* [EXERCISE REQUIREMENTS]
Check each line of the data for "diagonal", and copy the ones that have it.

-------

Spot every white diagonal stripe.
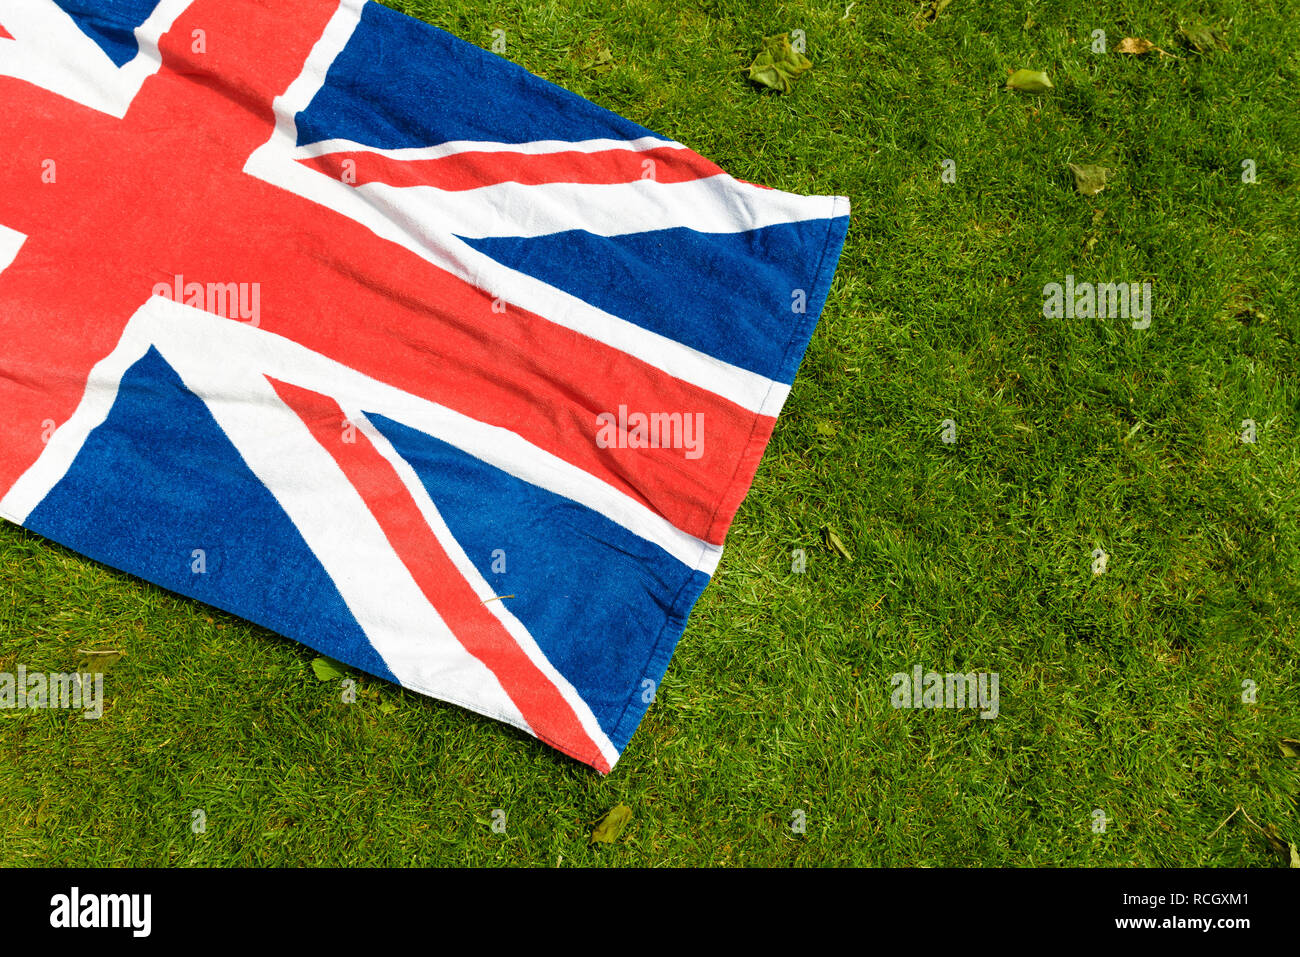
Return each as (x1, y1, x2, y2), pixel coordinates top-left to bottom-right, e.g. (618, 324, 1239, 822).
(292, 134, 685, 163)
(0, 297, 533, 730)
(0, 0, 192, 118)
(0, 300, 151, 524)
(0, 223, 26, 275)
(155, 328, 531, 732)
(350, 176, 841, 241)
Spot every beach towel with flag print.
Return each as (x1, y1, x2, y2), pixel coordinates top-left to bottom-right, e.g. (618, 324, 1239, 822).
(0, 0, 850, 771)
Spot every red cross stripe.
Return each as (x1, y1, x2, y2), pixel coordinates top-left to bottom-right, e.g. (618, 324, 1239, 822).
(0, 0, 775, 552)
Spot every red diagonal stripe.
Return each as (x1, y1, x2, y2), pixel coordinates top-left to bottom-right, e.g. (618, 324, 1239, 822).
(298, 145, 726, 191)
(0, 24, 12, 40)
(269, 377, 611, 773)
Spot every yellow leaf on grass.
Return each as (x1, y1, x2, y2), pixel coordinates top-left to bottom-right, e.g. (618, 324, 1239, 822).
(1068, 162, 1112, 196)
(1006, 68, 1053, 92)
(1116, 37, 1153, 54)
(747, 34, 812, 94)
(1116, 36, 1174, 57)
(591, 804, 633, 844)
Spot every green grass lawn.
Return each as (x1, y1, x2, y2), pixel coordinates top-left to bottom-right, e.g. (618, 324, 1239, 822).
(2, 0, 1297, 866)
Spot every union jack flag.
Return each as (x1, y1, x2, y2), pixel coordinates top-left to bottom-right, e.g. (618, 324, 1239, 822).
(0, 0, 849, 770)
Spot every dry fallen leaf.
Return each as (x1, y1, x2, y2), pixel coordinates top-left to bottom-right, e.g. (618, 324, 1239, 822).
(1117, 37, 1153, 54)
(591, 804, 633, 844)
(311, 656, 348, 681)
(747, 34, 813, 94)
(1006, 68, 1053, 93)
(76, 649, 124, 675)
(1068, 162, 1112, 196)
(821, 525, 853, 561)
(1180, 22, 1229, 54)
(1116, 36, 1175, 57)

-------

* [RESULT OF THIS TASK]
Spot every white diagonal stripe.
Spot every red diagonal stripe.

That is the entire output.